*What the task asks:* Copy the data below, from the line containing "white cat in the photo above." down to the end of the data, both ends included, keeping every line of text and shifting each point coordinate by adding 88 to it. Leave out the pictures.

*Source material:*

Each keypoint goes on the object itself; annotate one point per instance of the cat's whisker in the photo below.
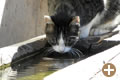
(78, 51)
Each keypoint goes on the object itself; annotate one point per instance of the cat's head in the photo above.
(62, 33)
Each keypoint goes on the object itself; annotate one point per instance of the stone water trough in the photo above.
(87, 69)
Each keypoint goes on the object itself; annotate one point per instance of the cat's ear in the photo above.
(48, 20)
(76, 19)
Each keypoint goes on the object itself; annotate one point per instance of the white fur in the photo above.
(61, 46)
(84, 31)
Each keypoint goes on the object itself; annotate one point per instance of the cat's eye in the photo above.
(49, 28)
(74, 28)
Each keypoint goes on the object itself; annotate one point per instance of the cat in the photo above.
(77, 19)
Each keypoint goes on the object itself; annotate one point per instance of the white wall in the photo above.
(22, 19)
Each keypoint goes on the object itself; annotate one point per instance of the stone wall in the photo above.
(22, 20)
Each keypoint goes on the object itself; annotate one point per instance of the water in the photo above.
(37, 71)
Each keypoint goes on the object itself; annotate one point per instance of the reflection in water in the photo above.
(8, 74)
(22, 67)
(45, 65)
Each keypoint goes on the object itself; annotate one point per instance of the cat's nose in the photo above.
(61, 49)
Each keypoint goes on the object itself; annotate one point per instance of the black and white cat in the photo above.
(76, 19)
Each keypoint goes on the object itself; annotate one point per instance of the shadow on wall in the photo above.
(22, 20)
(2, 5)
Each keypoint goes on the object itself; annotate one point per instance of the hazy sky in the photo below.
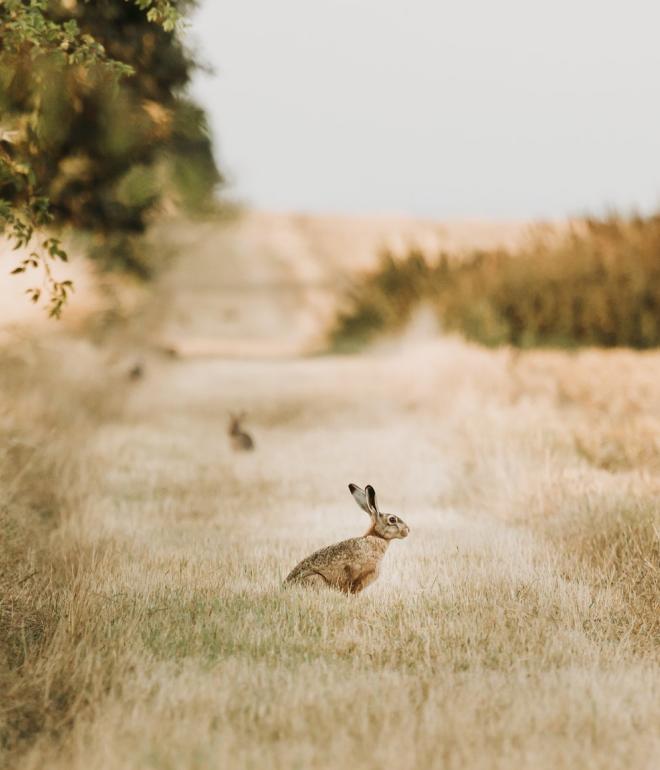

*Worked answer:*
Each keypoint goes on the object itself; annotate one point per instance of the black and white cat in the photo above.
(164, 107)
Each keypoint goes on the object itself; annotate one point per instance of the shadow on wall in the photo above.
(110, 108)
(90, 93)
Each keypoint goes on the object itself; annotate one point per instance of the hazy sky in the photo below.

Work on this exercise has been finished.